** Available records follows **
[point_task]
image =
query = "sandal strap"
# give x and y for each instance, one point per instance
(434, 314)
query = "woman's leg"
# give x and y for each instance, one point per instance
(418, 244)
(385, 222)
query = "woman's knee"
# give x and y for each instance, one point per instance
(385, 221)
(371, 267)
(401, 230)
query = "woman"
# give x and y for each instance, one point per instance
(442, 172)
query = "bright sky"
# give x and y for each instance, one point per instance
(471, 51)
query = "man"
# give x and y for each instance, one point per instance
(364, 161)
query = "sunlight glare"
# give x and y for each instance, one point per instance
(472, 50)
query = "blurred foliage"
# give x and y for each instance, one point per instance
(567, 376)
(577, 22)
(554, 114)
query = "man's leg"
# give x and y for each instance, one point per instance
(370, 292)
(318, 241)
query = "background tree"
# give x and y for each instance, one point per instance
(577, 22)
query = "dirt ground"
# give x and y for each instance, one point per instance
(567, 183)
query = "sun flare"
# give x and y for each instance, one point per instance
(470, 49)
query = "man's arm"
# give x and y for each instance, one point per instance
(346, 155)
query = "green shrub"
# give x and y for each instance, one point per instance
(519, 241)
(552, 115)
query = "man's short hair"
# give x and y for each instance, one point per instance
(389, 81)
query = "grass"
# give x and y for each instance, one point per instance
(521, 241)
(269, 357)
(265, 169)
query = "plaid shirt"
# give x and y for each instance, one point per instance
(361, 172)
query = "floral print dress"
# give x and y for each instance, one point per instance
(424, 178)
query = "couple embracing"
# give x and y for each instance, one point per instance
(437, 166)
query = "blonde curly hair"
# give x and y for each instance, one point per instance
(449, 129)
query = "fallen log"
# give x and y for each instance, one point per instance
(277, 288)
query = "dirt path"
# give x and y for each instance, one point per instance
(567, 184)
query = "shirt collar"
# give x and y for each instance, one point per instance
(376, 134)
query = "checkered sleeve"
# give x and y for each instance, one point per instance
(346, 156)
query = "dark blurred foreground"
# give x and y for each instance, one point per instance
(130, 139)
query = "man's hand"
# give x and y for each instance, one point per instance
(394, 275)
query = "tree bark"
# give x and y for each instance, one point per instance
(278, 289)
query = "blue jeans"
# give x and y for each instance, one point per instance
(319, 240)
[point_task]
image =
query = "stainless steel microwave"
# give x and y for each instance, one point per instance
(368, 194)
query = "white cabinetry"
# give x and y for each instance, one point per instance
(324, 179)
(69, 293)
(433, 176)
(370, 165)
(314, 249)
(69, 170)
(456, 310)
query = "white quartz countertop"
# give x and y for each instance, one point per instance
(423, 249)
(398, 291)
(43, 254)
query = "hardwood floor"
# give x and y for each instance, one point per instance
** End of Available records **
When copying the data above, keep every line exactly as written.

◆ **Exercise answer**
[point_task]
image =
query = "sandal strap"
# give x and y for each instance, one point per instance
(434, 314)
query = "woman's leg"
# give x and y for each instance, one point per instance
(418, 244)
(385, 222)
query = "woman's knee"
# give x and y for each instance, one point per instance
(385, 221)
(371, 267)
(401, 230)
query = "woman"
# give x and y for each instance, one point per instance
(442, 172)
query = "bright sky"
# give x and y for each instance, one point per instance
(471, 51)
query = "man"
# give x and y for each instance, one point per instance
(364, 161)
query = "sunlight glare"
# give x and y for each instance, one point per instance
(472, 50)
query = "blurred foliage"
# give x and y for each instance, one point per instance
(567, 376)
(577, 22)
(554, 114)
query = "man's leg"
# give x and y for each instance, one point per instance
(370, 292)
(318, 241)
query = "background tree"
# give x and y for each instance, one point per instance
(577, 22)
query = "dirt ground"
# give x and y for each instance, one point per instance
(567, 183)
query = "sun flare"
# give x and y for each instance, one point per instance
(470, 49)
query = "man's arm"
# give x and y for each instance, one point per instance
(346, 155)
query = "green shrub"
# give x and y for each instance, one point per instance
(519, 241)
(552, 115)
query = "man's short hair"
# give x and y for each instance, one point per instance
(389, 81)
query = "grass"
# give x and y for each instance, one point per instance
(521, 241)
(269, 357)
(265, 169)
query = "plaid shirt"
# give x and y for each instance, one point per instance
(361, 172)
query = "floral print dress"
# give x and y for each instance, one point per instance
(424, 178)
query = "couple embracing"
# give x and y for each instance, one point per instance
(437, 166)
query = "blonde curly hair"
# give x and y for each instance, one point per instance
(449, 129)
query = "fallen log"
# give x and y for each instance, one point per instance
(277, 288)
query = "dirt path"
# give x and y for each instance, one point per instance
(567, 184)
query = "shirt collar"
# give x and y for each instance, one point per instance
(376, 134)
query = "checkered sleeve"
# give x and y for each instance, one point per instance
(346, 156)
query = "dark blurred foreground"
# give x and y for each instance, one point per instance
(130, 139)
query = "man's hand"
# give x and y for each instance, one point per instance
(394, 275)
query = "tree bark"
# give x and y for each instance, one point per instance
(278, 289)
query = "blue jeans"
# give x and y for each instance, one point per instance
(319, 240)
[point_task]
image =
query = "stainless steel microwave"
# give x and y for each instance, one point per instance
(368, 194)
query = "white cabinetry"
# give x and y for each instance, one point per instance
(324, 179)
(69, 293)
(433, 176)
(370, 165)
(314, 249)
(69, 170)
(456, 310)
query = "white quartz countertop"
# give x and y for each instance, one point per instance
(423, 249)
(398, 291)
(43, 254)
query = "hardwood floor"
# give x and y for each instance, one point per instance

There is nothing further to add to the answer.